Lines from the one containing "Place one pin on each instance of the dry" through the end of the data are to be returned exactly, and no others.

(Location identification entries)
# # #

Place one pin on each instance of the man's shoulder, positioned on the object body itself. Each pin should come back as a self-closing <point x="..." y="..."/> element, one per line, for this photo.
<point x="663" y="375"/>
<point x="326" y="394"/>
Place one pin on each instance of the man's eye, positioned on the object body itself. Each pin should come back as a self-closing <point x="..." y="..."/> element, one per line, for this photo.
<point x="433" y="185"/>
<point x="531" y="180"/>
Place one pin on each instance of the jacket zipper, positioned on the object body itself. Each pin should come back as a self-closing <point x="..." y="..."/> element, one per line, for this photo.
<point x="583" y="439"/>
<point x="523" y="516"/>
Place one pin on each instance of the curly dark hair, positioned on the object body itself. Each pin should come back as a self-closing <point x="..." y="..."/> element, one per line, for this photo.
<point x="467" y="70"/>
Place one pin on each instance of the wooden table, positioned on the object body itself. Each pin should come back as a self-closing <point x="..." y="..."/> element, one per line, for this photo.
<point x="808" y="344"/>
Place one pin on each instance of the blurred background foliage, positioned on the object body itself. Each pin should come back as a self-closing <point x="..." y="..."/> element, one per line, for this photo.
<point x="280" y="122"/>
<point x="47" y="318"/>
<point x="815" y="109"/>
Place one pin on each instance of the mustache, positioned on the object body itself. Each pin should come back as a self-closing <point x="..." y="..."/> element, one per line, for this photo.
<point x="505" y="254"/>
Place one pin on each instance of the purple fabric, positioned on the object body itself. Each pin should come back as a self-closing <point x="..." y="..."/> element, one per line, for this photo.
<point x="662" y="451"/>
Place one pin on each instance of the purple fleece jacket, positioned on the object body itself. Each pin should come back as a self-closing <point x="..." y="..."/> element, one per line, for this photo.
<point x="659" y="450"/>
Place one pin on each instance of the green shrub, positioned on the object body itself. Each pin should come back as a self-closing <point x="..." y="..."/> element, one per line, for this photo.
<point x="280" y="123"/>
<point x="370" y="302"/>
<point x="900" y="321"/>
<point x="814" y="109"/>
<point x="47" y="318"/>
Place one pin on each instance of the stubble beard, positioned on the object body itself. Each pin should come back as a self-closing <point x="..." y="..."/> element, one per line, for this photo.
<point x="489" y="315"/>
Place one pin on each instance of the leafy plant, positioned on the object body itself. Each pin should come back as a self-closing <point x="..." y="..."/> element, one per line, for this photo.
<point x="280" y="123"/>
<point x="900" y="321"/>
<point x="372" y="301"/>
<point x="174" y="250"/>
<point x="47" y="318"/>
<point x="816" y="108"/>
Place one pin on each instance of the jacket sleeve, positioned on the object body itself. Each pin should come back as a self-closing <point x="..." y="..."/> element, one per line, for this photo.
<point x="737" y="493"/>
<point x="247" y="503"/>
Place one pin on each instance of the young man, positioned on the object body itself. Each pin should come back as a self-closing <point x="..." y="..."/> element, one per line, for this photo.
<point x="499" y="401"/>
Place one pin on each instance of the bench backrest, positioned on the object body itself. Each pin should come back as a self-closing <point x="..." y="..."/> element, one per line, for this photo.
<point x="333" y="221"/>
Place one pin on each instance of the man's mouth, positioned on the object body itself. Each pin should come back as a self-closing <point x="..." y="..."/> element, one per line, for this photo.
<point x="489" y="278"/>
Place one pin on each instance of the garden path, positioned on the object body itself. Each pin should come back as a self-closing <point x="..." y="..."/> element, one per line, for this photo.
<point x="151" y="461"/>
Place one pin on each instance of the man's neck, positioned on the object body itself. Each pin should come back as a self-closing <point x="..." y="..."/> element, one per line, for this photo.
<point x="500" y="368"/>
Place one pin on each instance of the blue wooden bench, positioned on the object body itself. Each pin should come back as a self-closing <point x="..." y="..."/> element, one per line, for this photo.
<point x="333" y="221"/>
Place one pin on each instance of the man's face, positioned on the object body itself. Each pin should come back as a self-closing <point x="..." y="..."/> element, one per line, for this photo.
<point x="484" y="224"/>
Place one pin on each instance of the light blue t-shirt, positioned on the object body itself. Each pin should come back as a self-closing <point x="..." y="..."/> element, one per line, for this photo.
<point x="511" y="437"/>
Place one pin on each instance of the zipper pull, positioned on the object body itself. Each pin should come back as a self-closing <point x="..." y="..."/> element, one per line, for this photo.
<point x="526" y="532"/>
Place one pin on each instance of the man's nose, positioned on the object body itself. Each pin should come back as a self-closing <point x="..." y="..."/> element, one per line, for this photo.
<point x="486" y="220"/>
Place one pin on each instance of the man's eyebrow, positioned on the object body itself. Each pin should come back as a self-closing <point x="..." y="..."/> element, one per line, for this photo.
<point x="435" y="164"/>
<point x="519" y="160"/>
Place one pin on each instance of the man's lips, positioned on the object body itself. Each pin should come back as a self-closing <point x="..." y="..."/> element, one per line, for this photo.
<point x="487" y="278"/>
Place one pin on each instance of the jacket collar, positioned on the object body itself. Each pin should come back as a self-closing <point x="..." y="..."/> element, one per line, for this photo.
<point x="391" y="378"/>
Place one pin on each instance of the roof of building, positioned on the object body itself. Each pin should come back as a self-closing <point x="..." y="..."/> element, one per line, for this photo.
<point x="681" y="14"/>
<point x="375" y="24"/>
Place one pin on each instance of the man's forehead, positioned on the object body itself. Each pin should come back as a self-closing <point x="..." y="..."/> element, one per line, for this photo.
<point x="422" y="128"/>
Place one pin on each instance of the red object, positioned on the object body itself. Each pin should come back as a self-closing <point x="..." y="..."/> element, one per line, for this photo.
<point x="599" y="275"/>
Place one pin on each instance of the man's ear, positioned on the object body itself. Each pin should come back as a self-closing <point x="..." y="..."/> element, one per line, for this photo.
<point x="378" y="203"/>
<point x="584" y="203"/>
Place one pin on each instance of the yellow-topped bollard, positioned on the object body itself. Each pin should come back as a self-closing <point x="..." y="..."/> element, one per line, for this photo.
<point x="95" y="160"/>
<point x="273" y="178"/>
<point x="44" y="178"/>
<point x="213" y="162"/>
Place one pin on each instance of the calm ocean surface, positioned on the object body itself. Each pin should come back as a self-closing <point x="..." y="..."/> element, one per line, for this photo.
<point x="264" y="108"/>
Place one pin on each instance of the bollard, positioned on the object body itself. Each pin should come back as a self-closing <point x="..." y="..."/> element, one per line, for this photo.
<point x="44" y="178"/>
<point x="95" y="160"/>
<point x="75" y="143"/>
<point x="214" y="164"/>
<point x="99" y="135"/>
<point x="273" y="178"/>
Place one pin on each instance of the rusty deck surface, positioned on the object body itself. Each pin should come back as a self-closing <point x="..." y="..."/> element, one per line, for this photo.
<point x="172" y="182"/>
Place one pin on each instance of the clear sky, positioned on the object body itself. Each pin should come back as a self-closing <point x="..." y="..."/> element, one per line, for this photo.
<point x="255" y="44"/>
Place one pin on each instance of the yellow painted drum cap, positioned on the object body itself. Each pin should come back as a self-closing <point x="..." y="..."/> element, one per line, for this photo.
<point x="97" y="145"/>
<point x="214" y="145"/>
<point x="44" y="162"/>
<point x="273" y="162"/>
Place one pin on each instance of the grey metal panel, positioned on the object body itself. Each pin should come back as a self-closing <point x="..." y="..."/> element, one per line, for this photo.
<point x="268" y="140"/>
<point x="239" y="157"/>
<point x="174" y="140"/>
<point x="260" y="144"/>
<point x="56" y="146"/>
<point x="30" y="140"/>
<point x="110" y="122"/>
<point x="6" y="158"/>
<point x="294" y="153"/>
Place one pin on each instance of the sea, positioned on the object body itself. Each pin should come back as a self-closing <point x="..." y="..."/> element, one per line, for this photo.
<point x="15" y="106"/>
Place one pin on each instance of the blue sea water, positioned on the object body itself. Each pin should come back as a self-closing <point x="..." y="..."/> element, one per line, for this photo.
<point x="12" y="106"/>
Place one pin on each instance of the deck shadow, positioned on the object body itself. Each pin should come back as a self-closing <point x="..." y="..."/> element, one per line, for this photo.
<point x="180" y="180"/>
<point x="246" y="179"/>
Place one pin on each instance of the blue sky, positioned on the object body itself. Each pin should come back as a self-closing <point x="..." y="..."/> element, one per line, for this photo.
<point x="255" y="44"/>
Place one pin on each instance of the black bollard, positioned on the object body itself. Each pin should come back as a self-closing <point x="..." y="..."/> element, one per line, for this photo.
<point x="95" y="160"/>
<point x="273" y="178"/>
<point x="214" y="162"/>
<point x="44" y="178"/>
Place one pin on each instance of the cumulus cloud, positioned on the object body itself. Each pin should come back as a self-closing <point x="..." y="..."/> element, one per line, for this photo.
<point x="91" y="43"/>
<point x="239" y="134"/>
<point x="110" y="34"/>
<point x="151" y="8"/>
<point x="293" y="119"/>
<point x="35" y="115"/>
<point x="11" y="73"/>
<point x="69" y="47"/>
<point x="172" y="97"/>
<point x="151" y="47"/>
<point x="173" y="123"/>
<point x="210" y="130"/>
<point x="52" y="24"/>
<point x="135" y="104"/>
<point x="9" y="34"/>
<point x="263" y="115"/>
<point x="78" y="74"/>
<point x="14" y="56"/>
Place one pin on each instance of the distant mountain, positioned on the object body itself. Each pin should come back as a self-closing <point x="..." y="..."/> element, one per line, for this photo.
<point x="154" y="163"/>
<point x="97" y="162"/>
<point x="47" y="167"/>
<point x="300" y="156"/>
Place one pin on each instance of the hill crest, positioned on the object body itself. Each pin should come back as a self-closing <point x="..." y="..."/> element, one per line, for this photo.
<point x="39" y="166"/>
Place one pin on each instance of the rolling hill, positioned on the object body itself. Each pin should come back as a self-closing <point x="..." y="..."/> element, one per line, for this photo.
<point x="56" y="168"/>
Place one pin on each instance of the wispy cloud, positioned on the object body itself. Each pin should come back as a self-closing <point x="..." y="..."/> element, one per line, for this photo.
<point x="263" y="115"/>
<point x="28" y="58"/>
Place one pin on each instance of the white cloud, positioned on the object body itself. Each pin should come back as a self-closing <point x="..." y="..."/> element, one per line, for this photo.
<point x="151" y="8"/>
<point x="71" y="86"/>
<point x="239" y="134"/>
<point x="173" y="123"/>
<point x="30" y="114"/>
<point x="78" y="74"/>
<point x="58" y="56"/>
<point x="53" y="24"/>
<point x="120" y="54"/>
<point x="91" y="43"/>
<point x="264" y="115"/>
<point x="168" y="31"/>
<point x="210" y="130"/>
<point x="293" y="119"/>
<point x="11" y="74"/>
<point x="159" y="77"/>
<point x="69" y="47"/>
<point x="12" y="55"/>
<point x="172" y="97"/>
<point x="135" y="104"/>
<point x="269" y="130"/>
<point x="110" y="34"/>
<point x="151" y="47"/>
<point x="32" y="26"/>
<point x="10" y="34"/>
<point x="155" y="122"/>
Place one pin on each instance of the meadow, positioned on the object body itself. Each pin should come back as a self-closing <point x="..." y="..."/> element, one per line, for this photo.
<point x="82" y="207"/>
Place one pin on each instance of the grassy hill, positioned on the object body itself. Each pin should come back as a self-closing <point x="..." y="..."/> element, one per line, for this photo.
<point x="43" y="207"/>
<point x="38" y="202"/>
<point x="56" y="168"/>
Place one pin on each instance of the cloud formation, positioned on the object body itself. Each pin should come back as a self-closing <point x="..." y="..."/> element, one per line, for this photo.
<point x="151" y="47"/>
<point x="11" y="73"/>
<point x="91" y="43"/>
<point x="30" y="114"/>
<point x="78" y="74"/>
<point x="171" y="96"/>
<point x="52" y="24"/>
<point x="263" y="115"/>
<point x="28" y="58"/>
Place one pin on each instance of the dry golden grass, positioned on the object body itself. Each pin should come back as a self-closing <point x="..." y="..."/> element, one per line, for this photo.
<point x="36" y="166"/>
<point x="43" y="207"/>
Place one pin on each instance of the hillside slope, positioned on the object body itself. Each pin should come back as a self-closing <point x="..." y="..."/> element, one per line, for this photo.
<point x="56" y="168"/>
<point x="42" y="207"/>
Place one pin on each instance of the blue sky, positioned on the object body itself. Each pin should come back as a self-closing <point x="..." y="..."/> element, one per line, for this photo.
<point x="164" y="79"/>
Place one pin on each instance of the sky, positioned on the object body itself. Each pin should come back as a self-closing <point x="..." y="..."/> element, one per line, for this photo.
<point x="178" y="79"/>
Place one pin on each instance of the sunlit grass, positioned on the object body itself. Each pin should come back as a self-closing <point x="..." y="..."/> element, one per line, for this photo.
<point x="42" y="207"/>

# # #

## Task result
Place one pin on each instance of the dry golden grass, positioned on the object body itself. Each pin should come back as a self-closing <point x="..." y="..."/> element, one per line, for this photo.
<point x="36" y="166"/>
<point x="43" y="207"/>
Place one pin on each instance of the hillside slope, positioned on the object body itself. Each pin should come back as a self-closing <point x="..." y="..."/> element, one per line, for this photo.
<point x="56" y="168"/>
<point x="42" y="207"/>
Place one pin on each instance of the blue sky, positioned on the object body itself. Each pin should come back as a self-closing <point x="..." y="..."/> element, one per line, for this photo.
<point x="164" y="79"/>
Place one pin on each instance of the sky, positioned on the object body itself. Each pin should come back as a self-closing <point x="..." y="..."/> element, one per line, for this photo.
<point x="178" y="79"/>
Place one pin on each instance of the sunlit grass, positioned on the object body itself. Each pin should come back as a self-closing <point x="..." y="..."/> element, one per line, for this photo.
<point x="42" y="207"/>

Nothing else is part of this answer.